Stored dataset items
————————

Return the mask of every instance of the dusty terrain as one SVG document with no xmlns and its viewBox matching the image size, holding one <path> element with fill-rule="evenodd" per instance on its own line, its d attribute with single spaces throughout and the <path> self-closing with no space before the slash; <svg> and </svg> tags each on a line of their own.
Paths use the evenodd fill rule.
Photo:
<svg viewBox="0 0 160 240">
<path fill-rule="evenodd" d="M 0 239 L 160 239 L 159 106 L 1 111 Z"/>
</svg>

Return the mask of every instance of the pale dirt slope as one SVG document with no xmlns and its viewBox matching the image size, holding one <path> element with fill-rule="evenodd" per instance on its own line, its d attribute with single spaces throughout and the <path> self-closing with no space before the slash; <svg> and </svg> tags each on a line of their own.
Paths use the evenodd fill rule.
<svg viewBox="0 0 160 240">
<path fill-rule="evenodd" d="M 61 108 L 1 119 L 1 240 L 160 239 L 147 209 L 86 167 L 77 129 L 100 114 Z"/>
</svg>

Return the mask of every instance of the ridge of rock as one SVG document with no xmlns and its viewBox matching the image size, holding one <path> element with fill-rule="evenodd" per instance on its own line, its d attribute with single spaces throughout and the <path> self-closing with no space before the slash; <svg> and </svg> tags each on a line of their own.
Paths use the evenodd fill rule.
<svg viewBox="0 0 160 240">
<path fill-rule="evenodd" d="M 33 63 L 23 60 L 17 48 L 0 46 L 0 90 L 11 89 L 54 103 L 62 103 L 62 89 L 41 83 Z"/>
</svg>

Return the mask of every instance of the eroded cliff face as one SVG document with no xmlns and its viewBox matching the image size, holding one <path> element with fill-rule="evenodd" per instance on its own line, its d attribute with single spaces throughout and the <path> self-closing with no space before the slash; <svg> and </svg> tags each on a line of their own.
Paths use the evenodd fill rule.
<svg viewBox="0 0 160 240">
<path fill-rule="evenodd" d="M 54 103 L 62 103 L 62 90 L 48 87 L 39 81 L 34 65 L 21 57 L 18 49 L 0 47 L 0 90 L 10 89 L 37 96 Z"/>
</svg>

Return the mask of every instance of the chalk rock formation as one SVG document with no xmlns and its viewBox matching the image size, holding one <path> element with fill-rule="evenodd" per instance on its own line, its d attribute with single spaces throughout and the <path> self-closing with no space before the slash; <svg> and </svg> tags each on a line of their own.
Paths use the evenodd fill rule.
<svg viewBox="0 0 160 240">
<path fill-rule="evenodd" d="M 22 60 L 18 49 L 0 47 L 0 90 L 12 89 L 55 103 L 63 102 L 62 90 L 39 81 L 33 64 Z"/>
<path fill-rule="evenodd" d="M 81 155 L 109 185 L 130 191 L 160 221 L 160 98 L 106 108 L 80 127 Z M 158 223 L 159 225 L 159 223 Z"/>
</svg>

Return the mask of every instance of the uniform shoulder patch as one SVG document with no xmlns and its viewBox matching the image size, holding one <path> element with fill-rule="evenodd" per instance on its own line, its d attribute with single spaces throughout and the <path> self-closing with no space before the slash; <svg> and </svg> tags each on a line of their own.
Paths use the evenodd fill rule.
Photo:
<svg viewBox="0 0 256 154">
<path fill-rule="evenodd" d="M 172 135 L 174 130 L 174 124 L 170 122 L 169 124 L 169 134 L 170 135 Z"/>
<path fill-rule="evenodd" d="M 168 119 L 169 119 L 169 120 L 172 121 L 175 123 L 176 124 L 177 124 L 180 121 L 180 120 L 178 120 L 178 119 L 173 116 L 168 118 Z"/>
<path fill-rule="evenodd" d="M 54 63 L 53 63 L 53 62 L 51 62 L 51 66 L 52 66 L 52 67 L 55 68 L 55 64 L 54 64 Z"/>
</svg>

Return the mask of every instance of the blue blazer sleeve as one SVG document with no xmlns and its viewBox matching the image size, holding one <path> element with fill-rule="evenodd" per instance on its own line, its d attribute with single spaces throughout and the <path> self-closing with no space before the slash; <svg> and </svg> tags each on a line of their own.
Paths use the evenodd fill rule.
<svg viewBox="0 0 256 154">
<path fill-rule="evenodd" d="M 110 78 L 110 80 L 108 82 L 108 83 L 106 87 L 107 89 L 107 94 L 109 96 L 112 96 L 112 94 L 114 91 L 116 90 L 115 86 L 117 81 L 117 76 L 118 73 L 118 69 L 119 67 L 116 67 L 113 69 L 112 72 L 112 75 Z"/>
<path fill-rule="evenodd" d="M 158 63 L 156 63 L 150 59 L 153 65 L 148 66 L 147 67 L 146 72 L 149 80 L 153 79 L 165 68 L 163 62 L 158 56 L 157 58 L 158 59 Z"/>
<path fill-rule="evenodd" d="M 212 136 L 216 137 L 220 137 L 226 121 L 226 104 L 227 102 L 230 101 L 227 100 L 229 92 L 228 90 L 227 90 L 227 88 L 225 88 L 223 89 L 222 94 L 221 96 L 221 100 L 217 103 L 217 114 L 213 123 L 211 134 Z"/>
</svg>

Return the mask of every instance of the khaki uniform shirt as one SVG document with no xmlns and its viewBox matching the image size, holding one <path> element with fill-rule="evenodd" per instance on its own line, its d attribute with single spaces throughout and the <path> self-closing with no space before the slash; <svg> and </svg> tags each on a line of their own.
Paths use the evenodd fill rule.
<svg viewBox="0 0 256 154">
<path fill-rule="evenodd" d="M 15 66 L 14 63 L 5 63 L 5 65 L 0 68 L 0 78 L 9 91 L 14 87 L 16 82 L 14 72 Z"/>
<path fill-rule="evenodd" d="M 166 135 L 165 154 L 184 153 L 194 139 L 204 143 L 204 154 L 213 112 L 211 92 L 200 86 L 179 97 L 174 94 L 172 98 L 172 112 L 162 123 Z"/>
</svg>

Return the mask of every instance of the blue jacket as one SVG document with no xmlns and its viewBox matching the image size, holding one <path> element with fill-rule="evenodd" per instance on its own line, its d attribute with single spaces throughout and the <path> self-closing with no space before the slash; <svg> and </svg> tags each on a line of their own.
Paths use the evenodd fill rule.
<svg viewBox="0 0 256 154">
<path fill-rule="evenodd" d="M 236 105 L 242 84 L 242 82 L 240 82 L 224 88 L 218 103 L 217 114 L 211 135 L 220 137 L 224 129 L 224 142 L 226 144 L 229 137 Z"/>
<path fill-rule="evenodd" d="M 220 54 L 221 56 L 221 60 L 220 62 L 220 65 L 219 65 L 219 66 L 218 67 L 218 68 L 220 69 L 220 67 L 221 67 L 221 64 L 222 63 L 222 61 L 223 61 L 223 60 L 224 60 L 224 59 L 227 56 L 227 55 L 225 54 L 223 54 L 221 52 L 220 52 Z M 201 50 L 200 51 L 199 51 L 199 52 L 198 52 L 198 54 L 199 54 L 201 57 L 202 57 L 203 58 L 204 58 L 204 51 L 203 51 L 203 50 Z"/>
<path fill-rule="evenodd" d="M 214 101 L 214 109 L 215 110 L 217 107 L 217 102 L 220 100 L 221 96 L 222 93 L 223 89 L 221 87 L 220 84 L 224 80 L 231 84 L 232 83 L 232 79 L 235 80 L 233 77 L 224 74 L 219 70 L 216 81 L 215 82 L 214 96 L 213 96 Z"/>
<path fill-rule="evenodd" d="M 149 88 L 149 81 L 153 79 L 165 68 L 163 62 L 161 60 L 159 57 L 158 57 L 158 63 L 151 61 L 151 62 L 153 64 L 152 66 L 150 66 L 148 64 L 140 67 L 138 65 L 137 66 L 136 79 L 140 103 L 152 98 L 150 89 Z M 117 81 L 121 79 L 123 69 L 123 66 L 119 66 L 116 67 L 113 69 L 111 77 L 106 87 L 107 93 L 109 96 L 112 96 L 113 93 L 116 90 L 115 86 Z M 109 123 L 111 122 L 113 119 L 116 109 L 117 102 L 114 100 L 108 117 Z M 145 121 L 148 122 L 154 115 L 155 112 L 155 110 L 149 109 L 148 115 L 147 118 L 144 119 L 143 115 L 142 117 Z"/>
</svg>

————————

Identify each line in the records above that contains the string "uniform" with case counting, and copy those lines in full.

Return the mask of every instance of the uniform shoulder patch as one SVG document with no xmlns and its viewBox matching the image size, holding one <path> element with fill-rule="evenodd" per instance on its own line, its d attribute with single spaces throughout and the <path> self-closing with no space before the slash; <svg> and </svg> tags each on a line of their own.
Return the mask of every instance of the khaki uniform shirt as one SVG document with no xmlns and its viewBox matching the image size, holding one <path> element with fill-rule="evenodd" per instance on its own line, its d attribute with single spaces throughout and the <path> self-closing with no space before the slash; <svg> and </svg> tags each on a line of their own.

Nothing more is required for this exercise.